--- START RECORDS SUPPLIED ---

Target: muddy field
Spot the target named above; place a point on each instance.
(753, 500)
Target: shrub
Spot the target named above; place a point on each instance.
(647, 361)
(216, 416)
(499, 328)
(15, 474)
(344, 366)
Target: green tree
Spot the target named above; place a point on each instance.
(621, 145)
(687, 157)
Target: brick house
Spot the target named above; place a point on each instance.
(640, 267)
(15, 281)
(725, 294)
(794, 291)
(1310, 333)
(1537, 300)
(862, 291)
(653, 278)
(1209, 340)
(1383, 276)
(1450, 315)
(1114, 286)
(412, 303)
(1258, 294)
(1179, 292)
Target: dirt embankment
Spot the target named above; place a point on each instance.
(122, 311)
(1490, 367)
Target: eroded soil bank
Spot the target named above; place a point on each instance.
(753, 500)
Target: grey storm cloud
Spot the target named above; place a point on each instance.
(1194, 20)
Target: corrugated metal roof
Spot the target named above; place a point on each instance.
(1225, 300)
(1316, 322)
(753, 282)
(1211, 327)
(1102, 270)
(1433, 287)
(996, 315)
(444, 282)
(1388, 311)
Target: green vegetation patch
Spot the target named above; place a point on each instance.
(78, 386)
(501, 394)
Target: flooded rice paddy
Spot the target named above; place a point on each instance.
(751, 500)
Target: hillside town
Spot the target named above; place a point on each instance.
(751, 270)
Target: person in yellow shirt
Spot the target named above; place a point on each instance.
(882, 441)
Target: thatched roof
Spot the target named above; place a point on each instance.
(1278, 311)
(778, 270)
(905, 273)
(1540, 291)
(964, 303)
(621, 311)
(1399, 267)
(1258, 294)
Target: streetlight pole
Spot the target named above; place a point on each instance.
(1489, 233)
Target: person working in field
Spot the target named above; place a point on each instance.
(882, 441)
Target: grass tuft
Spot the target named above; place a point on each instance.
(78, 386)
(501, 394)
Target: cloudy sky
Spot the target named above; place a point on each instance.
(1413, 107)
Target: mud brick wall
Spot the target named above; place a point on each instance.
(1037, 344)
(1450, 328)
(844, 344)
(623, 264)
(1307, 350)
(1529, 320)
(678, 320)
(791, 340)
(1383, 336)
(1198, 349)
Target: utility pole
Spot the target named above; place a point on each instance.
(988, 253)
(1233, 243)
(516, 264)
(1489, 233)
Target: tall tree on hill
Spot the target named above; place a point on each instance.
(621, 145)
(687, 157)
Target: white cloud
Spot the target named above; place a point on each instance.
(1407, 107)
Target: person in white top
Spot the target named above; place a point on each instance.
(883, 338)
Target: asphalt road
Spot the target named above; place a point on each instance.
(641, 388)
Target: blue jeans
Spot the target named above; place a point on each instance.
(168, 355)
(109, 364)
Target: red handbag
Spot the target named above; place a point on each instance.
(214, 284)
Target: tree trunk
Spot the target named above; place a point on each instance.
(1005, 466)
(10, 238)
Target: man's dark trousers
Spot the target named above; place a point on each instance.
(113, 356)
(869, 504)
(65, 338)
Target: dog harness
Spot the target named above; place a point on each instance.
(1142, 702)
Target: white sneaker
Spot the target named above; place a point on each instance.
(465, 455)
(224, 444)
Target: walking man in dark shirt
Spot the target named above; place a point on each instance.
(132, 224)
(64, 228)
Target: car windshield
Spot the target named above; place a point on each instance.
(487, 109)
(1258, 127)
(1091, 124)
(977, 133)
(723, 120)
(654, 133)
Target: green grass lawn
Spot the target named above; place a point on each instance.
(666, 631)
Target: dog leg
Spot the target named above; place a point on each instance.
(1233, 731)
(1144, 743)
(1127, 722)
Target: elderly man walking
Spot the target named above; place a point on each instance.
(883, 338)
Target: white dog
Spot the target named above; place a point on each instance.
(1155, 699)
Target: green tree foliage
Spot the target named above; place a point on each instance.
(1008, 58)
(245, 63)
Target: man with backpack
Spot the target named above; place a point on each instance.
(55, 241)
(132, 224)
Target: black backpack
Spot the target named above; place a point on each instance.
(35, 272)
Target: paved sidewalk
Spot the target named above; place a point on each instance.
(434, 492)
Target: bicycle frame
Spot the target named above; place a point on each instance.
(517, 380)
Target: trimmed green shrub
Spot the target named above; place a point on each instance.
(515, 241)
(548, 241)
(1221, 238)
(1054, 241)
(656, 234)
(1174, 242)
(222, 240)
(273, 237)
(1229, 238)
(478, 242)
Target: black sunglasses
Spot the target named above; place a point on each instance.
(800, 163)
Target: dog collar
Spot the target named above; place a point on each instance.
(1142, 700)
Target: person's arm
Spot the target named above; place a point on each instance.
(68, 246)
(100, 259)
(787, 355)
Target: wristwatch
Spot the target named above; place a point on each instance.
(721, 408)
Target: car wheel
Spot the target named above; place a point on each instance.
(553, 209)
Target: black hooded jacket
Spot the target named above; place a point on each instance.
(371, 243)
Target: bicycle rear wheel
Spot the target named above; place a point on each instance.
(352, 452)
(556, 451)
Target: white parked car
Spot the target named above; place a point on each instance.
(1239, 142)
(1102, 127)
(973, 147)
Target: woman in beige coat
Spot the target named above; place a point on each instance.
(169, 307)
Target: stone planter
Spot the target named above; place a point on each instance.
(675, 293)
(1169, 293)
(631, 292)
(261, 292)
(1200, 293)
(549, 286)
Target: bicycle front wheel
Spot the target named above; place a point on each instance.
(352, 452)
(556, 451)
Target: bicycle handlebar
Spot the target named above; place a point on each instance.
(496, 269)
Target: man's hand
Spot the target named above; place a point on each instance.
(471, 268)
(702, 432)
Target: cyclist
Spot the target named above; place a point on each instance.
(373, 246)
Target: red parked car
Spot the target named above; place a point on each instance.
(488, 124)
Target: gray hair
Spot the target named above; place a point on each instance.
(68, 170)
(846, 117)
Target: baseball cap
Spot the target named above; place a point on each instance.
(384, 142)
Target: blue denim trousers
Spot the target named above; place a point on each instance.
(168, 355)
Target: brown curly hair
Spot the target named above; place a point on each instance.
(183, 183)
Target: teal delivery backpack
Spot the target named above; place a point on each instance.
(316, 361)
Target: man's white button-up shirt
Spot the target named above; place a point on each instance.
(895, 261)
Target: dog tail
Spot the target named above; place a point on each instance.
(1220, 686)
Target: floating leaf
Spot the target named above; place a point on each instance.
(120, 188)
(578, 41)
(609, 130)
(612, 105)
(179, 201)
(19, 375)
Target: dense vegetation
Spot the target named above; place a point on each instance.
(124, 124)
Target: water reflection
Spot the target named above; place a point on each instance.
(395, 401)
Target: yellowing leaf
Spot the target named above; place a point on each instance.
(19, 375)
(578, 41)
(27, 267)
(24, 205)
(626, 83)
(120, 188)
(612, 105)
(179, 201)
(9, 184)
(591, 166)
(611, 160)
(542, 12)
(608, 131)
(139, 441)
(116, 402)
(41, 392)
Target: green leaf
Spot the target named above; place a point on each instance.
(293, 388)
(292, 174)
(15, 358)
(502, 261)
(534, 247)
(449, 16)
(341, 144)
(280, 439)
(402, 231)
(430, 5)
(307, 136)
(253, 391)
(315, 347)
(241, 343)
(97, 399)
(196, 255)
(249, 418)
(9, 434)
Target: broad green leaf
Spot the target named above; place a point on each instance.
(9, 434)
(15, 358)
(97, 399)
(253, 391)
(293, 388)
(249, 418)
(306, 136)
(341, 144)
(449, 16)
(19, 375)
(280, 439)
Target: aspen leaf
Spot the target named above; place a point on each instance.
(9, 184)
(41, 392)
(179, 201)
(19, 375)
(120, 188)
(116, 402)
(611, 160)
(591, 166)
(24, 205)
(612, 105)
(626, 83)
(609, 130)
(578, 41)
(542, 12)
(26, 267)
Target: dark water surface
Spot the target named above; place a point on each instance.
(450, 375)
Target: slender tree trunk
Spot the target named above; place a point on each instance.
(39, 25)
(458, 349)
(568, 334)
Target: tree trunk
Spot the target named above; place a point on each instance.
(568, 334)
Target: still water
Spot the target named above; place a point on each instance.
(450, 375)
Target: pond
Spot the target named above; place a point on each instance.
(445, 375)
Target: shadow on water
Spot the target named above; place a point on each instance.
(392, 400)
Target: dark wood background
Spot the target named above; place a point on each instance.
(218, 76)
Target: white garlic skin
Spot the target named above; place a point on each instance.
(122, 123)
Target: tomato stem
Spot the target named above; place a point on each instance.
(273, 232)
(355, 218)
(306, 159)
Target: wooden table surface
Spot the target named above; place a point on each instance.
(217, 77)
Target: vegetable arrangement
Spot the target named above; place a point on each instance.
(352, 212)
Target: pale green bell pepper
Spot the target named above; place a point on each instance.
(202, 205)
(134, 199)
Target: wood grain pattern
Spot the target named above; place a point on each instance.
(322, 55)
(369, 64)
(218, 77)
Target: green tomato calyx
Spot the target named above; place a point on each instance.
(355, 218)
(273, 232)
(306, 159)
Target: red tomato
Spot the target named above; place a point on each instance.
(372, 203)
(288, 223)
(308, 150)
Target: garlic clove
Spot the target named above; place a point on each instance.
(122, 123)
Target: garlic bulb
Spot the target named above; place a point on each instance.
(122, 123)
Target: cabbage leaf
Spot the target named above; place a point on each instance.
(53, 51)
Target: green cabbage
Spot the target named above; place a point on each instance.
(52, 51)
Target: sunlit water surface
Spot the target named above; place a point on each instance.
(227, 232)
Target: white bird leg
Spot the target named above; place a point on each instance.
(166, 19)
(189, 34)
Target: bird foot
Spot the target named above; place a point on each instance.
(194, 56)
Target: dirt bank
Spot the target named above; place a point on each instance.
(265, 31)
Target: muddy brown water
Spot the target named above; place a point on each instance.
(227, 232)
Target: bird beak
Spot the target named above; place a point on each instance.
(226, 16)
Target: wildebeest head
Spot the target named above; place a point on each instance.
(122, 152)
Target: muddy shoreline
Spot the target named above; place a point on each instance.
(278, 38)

--- END RECORDS SUPPLIED ---

> **OBJECTIVE**: Render everything in the material from the line containing "Target: dirt embankment" down to the line containing "(1198, 349)", both included, as a Markdown table with the columns Row and Line, one line of the material per row and blank lines left out.

> **EXERCISE ANSWER**:
| Row | Line |
|---|---|
| 1 | Target: dirt embankment |
| 2 | Spot the target named above; place a point on each instance. |
| 3 | (122, 311) |
| 4 | (1490, 367) |
| 5 | Target: eroded soil bank |
| 6 | Spot the target named above; place a point on each instance. |
| 7 | (753, 500) |
| 8 | Target: grey storm cloud |
| 9 | Spot the target named above; place a point on each instance. |
| 10 | (1194, 20) |
| 11 | Target: corrugated metal roof |
| 12 | Spot the target named above; place a point on each instance. |
| 13 | (1225, 300) |
| 14 | (1316, 322) |
| 15 | (753, 282) |
| 16 | (1211, 327) |
| 17 | (1102, 270) |
| 18 | (1433, 287) |
| 19 | (996, 315) |
| 20 | (444, 282) |
| 21 | (1388, 311) |
| 22 | Target: green vegetation patch |
| 23 | Spot the target named above; place a point on each instance. |
| 24 | (78, 386) |
| 25 | (501, 394) |
| 26 | Target: flooded rice paddy |
| 27 | Spot the target named above; place a point on each instance. |
| 28 | (751, 500) |
| 29 | Target: hillside town |
| 30 | Spot the target named above; place a point on each instance. |
| 31 | (751, 270) |
| 32 | Target: person in yellow shirt |
| 33 | Spot the target named above; place a point on each instance. |
| 34 | (882, 441) |
| 35 | Target: thatched roof |
| 36 | Spot the target named above; place a point on each instance. |
| 37 | (1278, 311) |
| 38 | (778, 270) |
| 39 | (905, 273) |
| 40 | (1540, 291) |
| 41 | (964, 303) |
| 42 | (621, 311) |
| 43 | (1399, 267) |
| 44 | (1258, 294) |
| 45 | Target: streetlight pole |
| 46 | Spot the target named above; place a point on each instance. |
| 47 | (1489, 233) |
| 48 | Target: person working in field |
| 49 | Spot the target named above; place a point on each instance. |
| 50 | (882, 441) |
| 51 | Target: grass tuft |
| 52 | Spot the target named above; place a point on each instance. |
| 53 | (78, 386) |
| 54 | (501, 394) |
| 55 | Target: cloudy sky |
| 56 | Spot the target named above; place a point on each instance. |
| 57 | (1413, 107) |
| 58 | Target: mud brick wall |
| 59 | Spot the target named above; place a point on each instance. |
| 60 | (1037, 344) |
| 61 | (1450, 328) |
| 62 | (844, 344) |
| 63 | (623, 264) |
| 64 | (1307, 350) |
| 65 | (1529, 320) |
| 66 | (678, 320) |
| 67 | (791, 340) |
| 68 | (1383, 336) |
| 69 | (1198, 349) |